## EXCERPT:
Stochastic Integration

Ernst Eberlein; Jan Kallsen

doi:10.1007/978-3-030-26106-1_3

Mathematical Finance pp 171-248 | Cite as

Stochastic Integration

Authors
Authors and affiliations

Ernst Eberlein
Jan Kallsen

Chapter

First Online: 04 December 2019

1.2k Downloads

Part of the Springer Finance book series (FINANCE)

Abstract

Traditional stochastic calculus is based on stochastic integration. It constitutes the basis of modern Mathematical Finance. The most important notions and results from the theory are presented in this chapter.

This is a preview of subscription content, to check access.

Appendix 1: Problems

The exercises correspond to the section with the same number.

3.1

Suppose that M, N are square-integrable martingales. Show that M, N are strongly orthogonal if and only if M^τ and N − N(0) are orthogonal in the Hilbert space sense for any stopping time τ.

3.2

For a semimartingale X and $z\in \mathbb R$ set $Z(t):=e^{-\lambda t}z+\int _0^te^{-\lambda (t-s)}dX(s)$. Show that Z(t) = z − λZ₋•I + X.

## WHAT IS EXPECTED:
Answer these from the stochastic integration page:
1. Which pages of Mathematical Finance does the chapter span?
2. According to the abstract, what is traditional stochastic calculus based on?
3. Which section does each exercise in Appendix 1 correspond to?

## DATASET SECTION:

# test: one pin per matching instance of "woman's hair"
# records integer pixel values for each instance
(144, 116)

## SOLUTION TO THIS PROBLEM:
1. Pages 171-248
2. Stochastic integration
3. The section with the same number